**Objective a**. Pick out every line in the listing below that contains the string "forest".

**Document segment**.
○ ○ ○ ○ ○ ○ ○

Multiple Seasonal-Trend decomposition using LOESS (MSTL)¶
This notebook illustrates the use of MSTL
[1] to decompose a time series into a: trend component, multiple seasonal components, and a residual component. MSTL uses STL (Seasonal-Trend decomposition using LOESS) to iteratively extract seasonal components from a time series. The key inputs into MSTL
are:
periods
- The period of each seasonal component (e.g., for hourly data with daily and weekly seasonality we would have:periods=(24, 24*7)
.windows
- The lengths of each seasonal smoother with respect to each period. If these are large then the seasonal component will show less variability over time. Must be odd. IfNone
a set of default values determined by experiments in the original paper [1] are used.lmbda
- The lambda parameter for a Box-Cox transformation prior to decomposition. IfNone
then no transformation is done. If"auto"

○ ○ ○ ○ ○ ○ ○

(Extracted data entries)
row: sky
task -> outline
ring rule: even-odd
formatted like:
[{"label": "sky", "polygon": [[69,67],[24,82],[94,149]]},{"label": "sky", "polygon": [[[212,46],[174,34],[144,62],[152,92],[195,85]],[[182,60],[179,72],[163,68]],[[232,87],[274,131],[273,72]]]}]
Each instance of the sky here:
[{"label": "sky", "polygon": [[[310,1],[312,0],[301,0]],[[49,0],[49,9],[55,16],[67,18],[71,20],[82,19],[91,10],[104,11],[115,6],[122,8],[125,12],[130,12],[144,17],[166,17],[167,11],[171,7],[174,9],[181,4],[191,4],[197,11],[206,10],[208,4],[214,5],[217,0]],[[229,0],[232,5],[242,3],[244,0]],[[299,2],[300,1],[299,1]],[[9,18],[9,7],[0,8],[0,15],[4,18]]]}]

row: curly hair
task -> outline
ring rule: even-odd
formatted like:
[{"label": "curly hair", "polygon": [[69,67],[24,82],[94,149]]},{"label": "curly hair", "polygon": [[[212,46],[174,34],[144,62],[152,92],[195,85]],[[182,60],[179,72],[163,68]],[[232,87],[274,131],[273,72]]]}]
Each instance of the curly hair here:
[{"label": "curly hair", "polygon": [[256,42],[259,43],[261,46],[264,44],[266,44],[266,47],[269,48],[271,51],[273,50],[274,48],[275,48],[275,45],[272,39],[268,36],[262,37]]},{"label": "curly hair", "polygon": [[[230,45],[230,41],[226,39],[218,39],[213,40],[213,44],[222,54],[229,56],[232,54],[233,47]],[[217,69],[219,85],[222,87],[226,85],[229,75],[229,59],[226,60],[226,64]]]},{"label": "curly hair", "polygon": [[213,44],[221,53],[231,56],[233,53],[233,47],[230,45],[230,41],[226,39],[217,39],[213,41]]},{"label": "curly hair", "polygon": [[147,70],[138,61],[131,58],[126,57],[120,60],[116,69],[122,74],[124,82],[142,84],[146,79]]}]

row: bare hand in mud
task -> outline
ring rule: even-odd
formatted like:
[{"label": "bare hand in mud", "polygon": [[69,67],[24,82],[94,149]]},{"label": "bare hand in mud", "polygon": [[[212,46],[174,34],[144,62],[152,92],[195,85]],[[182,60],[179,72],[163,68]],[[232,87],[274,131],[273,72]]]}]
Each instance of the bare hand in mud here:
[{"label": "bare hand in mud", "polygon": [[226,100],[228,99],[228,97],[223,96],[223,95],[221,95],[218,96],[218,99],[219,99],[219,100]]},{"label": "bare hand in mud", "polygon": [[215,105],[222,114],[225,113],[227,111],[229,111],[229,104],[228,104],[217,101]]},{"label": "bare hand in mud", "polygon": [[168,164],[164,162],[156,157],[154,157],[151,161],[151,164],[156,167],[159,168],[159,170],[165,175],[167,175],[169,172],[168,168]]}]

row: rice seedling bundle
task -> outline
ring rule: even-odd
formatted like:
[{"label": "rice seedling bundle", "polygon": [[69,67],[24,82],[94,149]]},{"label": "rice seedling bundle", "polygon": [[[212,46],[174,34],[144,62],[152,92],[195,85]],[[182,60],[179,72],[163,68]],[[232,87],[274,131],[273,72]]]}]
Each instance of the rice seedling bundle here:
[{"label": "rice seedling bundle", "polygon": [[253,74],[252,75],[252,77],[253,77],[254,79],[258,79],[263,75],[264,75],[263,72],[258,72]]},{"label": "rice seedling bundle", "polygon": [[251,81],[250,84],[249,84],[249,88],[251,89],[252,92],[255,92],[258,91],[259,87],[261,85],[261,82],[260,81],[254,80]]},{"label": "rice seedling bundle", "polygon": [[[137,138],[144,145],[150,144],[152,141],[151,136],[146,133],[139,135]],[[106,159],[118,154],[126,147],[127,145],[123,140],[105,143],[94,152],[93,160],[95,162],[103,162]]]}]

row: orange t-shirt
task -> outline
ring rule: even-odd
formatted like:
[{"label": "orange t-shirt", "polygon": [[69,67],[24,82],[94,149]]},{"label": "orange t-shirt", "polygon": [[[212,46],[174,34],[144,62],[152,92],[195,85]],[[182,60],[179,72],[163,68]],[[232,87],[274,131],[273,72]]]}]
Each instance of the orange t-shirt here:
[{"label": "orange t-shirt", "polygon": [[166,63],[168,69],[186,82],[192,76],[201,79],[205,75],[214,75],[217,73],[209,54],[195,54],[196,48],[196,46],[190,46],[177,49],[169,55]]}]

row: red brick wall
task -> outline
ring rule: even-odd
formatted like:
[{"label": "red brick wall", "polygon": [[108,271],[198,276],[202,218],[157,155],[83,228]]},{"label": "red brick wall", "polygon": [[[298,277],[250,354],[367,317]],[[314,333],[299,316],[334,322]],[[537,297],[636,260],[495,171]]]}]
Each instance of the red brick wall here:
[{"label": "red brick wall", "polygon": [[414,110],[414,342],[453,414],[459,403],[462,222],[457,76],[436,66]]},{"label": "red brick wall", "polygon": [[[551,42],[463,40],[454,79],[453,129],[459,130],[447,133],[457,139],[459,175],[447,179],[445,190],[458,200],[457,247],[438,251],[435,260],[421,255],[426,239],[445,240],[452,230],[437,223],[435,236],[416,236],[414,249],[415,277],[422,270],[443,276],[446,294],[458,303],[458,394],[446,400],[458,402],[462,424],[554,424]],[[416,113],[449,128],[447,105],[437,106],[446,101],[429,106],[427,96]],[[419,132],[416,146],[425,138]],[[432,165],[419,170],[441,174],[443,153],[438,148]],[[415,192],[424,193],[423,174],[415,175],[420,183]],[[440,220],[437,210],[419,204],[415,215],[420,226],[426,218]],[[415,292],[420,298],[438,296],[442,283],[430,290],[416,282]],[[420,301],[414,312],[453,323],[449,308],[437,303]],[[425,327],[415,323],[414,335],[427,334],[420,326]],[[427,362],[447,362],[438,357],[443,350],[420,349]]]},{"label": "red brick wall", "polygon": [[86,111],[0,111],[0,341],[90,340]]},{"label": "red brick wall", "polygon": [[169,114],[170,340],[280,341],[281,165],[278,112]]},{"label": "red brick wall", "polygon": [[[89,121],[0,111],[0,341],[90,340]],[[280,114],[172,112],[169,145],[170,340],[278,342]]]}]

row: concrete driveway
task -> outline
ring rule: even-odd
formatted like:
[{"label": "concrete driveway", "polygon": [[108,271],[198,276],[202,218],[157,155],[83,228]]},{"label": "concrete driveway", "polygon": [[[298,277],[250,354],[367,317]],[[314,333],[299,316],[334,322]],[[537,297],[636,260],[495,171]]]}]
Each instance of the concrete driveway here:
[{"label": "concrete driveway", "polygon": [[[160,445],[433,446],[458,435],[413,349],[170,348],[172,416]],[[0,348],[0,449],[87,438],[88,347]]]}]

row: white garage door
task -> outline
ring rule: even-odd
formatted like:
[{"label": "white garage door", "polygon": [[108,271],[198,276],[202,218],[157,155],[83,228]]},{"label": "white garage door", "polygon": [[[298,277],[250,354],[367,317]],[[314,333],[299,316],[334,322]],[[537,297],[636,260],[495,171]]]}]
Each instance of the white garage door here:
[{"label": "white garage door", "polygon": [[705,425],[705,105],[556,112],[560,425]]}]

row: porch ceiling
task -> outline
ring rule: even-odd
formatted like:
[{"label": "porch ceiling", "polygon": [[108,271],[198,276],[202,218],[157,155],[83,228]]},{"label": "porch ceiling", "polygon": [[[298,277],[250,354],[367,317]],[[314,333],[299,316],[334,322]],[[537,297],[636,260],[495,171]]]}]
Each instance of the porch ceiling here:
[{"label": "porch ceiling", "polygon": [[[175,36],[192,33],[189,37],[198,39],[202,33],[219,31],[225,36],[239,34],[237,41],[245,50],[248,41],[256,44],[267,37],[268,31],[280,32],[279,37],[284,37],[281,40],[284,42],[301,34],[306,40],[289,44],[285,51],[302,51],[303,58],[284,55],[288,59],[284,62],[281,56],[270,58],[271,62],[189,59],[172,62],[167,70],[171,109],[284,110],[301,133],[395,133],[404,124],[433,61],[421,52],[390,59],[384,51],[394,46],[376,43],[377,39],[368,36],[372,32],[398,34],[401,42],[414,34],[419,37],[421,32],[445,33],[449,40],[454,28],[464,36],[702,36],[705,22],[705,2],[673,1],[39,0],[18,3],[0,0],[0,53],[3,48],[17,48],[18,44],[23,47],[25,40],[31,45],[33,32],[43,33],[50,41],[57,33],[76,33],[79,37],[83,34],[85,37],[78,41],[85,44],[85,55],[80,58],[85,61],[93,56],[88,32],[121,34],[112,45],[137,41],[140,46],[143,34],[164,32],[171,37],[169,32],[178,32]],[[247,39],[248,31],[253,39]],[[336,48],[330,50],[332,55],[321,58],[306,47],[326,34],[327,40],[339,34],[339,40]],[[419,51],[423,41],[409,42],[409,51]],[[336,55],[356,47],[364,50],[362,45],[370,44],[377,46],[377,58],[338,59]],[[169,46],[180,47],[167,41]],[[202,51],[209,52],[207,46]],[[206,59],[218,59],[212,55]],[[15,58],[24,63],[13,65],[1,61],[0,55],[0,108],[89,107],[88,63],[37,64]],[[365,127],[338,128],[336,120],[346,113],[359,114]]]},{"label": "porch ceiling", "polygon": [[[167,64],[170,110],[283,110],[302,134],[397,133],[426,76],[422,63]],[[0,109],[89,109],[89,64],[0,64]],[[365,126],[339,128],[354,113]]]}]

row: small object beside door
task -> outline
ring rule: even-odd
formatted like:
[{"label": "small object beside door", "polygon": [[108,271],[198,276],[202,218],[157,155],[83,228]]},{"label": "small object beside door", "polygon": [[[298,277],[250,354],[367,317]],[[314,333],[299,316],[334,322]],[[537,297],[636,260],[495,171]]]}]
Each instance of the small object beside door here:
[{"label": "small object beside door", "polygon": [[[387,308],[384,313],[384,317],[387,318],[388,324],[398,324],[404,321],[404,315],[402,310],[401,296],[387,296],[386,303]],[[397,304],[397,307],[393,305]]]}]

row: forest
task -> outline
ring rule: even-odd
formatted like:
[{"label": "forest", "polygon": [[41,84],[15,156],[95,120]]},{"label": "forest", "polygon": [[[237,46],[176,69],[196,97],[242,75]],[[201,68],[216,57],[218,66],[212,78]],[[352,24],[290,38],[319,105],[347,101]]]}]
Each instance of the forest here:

○ ○ ○ ○ ○ ○ ○

**Objective b**. Write the next part of the MSTL decomposition text above.

**Written reply a**.
row: forest
[{"label": "forest", "polygon": [[41,84],[15,156],[95,120]]},{"label": "forest", "polygon": [[[237,46],[176,69],[196,97],[242,75]],[[201,68],[216,57],[218,66],[212,78]],[[352,24],[290,38],[319,105],[347,101]]]}]
Each instance of the forest here:

**Written reply b**.
then an appropriate value for lambda is automatically selected from the data.iterate
- Number of iterations to use to refine the seasonal component.stl_kwargs
- All the other parameters which can be passed to STL (e.g.,robust
,seasonal_deg
, etc.). See STL docs.
Note there are some key differences in this implementation to 1. Missing data must be handled outside of the MSTL
class. The algorithm proposed in the paper handles a case when there is no seasonality. This implementation assumes that there is at least one seasonal component.
First we import the required packages, prepare the graphics environment, and prepare the data.
[1]:
import matplotlib.pyplot as plt
import datetime
import pandas as pd
import numpy as np
import seaborn as sns
from pandas.plotting import register_matplotlib_converters
from statsmodels.tsa.seasonal import MSTL
from statsmodels.tsa.seasonal import DecomposeResult
register_matplotlib_converters()
sns.set_style("darkgrid")
[2]:
plt.rc("figure", figsize=(16, 12))
plt.rc("font", size=13)
MSTL applied to a toy dataset¶
Create a toy dataset with multiple seasonalities¶
We create a time series with hourly frequency that has a daily and weekly seasonality which follow a sine wave. We demonstrate a more real world example later in the notebook.
[3]:
t = np.arange(1, 1000)
daily_seasonality = 5 * np.sin(2 * np.pi * t / 24)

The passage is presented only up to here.